Я. Ужасно! Оно пугает меня, я вас боюсь.

Он. Поверьте, у вас не менее моего воображения, но вы не хотите признаться в том. А я знаю вас, Софья Михайловна, я очень проницателен. Вы застенчивы, но сильно чувствуете, это видно.•

Он хотел продолжать, но помешал слуга, догнавший нас, чтобы нам светить, — и мы должны были холодно расстаться.

На следующий день, 15 августа, был праздник, и у нас с Катериной Петровной предположено было направиться в одну деревню поесть мёду у одного крестьянина. Пьер попросил у тёти позволения сопровождать нас, чтобы оберегать, как он говорил, от крестьянских собак, которые могли бы причинить нам беспокойство. Получив позволение, он пришёл к нам весь сияющий и предложил нам сопровождать нас; я приняла это благосклонно, как ты можешь себе представить, — и мы отправились в поход втроём. Тогда-то он стал говорить множество нежных стихов, смотря на меня выразительно и в то же время застенчиво. Он картавит, что придаёт ему ещё более прелести; сказав:

•Ты мог бы, пленник, обмануть

Мою неопытную младость, —

он сделал такое замечание: „Как Пушкин хорошо знал сердце женщины: обманывай, но не разочаровывай!“• В этой фразе много р, — и от этого он произнёс её восхитительно! Прости, любезный друг, эти мелочные подробности, — твоё терпение должно страдать от них, но я уверена, что ты меня извинишь: ты сама знаешь, как приятно повторять то, что мы слышали от предмета своей любви; что касается меня, то я помню малейшее слово, сказанное Пьером, и не ошибусь в том, на каком месте, в какой день он его сказал.

Извлечённые данные
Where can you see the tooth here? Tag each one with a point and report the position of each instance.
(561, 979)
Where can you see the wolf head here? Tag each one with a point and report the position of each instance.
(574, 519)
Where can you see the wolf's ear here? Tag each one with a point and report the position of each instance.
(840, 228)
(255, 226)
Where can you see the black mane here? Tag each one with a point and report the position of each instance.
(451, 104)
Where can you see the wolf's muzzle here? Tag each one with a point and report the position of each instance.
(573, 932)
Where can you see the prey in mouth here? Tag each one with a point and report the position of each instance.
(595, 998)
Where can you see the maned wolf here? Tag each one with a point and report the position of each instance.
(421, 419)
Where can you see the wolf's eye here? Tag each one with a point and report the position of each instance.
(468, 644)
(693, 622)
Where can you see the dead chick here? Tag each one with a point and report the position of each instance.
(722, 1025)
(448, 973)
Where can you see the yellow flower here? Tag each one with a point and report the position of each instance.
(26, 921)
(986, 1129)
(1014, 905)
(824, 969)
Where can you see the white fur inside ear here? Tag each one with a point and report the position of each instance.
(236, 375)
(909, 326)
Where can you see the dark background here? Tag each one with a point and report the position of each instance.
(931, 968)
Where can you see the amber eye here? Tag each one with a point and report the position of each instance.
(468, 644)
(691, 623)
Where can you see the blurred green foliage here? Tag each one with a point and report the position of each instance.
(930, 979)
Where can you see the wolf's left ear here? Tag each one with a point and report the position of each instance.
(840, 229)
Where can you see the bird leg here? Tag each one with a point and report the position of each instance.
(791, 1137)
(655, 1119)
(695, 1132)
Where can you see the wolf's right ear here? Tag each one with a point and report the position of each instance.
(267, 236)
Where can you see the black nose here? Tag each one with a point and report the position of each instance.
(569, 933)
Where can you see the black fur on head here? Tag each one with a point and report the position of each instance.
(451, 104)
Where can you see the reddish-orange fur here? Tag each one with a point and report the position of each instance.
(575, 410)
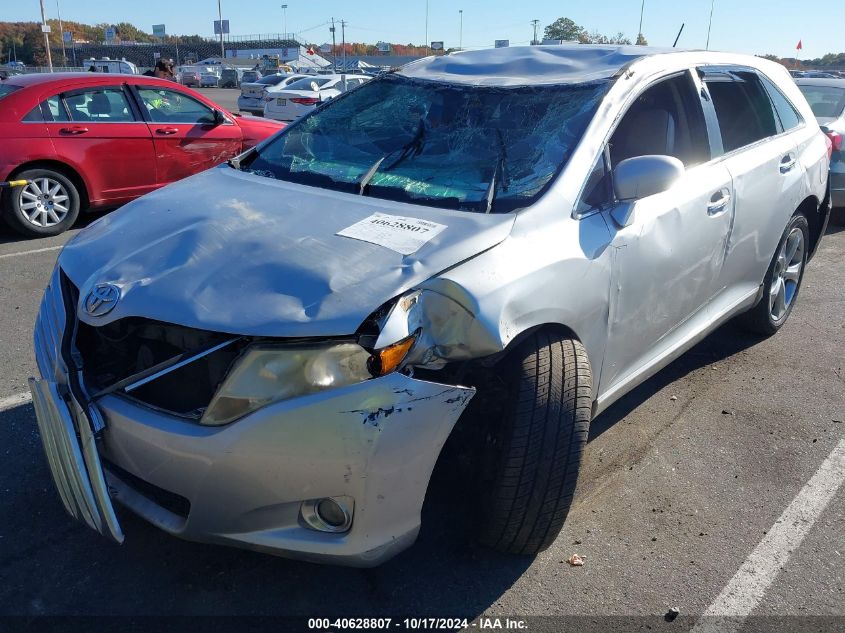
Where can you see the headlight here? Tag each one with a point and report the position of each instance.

Что нужно сделать
(1) Изложите предоставленный фрагмент в двух предложениях.
(2) Объясните по предоставленному фрагменту, почему фраза о Пушкине прозвучала у Пьера восхитительно. Ответ дайте в одном-двух предложениях.
(3) Перепишите дословно из предоставленного фрагмента отрывок от слов «Мою неопытную младость, —» до слов «он его сказал.» включительно.
Записи здесь не понадобятся.

Набор ответов
(1) Пьер говорит Софье Михайловне, что она застенчива, но сильно чувствует, однако разговор прерывает догнавший их слуга, и им приходится холодно расстаться. На следующий день, 15 августа, Пьер сопровождает её и Катерину Петровну в деревню, читает по дороге нежные стихи и замечание о Пушкине, а рассказчица признаётся, что помнит каждое сказанное им слово.

(2) В этой фразе много звуков «р», а Пьер картавит, что, по словам рассказчицы, придаёт ему ещё больше прелести.

(3)
Мою неопытную младость, —

он сделал такое замечание: „Как Пушкин хорошо знал сердце женщины: обманывай, но не разочаровывай!“• В этой фразе много р, — и от этого он произнёс её восхитительно! Прости, любезный друг, эти мелочные подробности, — твоё терпение должно страдать от них, но я уверена, что ты меня извинишь: ты сама знаешь, как приятно повторять то, что мы слышали от предмета своей любви; что касается меня, то я помню малейшее слово, сказанное Пьером, и не ошибусь в том, на каком месте, в какой день он его сказал.